● The problem
Rewrite the records from the start through the line containing "(1098, 300)", swapping "outstretched" for "raised" and leaving everything else untouched.
--- START OF Exercise materials ---
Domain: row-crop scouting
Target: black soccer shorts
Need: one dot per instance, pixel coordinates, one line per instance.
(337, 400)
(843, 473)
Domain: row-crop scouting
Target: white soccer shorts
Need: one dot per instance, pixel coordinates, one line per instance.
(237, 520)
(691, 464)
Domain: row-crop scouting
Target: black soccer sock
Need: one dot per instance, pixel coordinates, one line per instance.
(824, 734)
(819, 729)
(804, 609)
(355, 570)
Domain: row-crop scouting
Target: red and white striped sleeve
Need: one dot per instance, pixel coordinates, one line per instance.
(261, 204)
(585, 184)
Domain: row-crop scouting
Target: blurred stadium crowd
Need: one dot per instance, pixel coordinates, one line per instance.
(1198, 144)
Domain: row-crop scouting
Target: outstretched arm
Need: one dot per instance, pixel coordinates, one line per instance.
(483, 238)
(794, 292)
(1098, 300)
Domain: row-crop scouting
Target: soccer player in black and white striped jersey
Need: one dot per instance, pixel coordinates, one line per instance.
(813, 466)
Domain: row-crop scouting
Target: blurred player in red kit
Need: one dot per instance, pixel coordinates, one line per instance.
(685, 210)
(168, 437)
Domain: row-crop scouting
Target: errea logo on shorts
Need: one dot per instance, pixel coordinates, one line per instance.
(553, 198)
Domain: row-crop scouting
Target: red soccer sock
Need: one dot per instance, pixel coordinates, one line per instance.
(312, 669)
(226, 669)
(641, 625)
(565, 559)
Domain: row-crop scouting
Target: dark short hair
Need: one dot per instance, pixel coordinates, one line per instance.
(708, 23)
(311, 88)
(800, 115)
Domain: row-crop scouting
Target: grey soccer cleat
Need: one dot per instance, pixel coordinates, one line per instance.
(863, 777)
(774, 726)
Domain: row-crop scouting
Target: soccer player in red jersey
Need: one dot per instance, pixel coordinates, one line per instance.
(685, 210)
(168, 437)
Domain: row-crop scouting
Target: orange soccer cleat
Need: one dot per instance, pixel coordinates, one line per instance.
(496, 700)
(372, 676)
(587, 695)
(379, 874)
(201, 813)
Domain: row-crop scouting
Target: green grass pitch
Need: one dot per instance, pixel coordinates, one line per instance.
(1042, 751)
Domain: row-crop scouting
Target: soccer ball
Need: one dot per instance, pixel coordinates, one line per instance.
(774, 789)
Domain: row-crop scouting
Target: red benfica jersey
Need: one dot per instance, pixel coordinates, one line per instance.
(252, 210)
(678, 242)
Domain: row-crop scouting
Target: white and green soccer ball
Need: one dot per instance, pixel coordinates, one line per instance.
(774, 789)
--- END OF Exercise materials ---
● Complete answer
Domain: row-crop scouting
Target: black soccer shorts
Need: one dot per instance, pixel coordinates, one line per instance.
(337, 400)
(843, 473)
Domain: row-crop scouting
Target: white soccer shorts
Need: one dot per instance, pixel coordinates, one line per instance.
(237, 520)
(691, 464)
Domain: row-crop scouting
Target: black soccer sock
Need: one dot per instance, pixel coordinates, one line per instance.
(824, 734)
(819, 729)
(804, 609)
(355, 570)
Domain: row-crop scouting
Target: red and white striped sleeve
Need: one dot per instance, pixel coordinates, one line per instance.
(261, 204)
(585, 184)
Domain: row-crop scouting
Target: blurred stadium crowd
Need: one dot per instance, pixel coordinates, one line per instance.
(1198, 144)
Domain: row-crop scouting
Target: raised arm
Need: one dot per instance, pixel coordinates, one line per instance.
(483, 238)
(794, 292)
(1098, 300)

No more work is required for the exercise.